--- START TASK MATERIAL ---

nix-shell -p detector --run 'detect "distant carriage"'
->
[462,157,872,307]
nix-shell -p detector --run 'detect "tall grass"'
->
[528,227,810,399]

--- END TASK MATERIAL ---

● TASK DETAILS
Add 63 to each bounding-box coordinate in the answers, then write out every line of all the items above again with only those coordinates changed.

● REPLY
nix-shell -p detector --run 'detect "distant carriage"'
->
[525,220,935,370]
nix-shell -p detector --run 'detect "tall grass"'
->
[591,290,873,462]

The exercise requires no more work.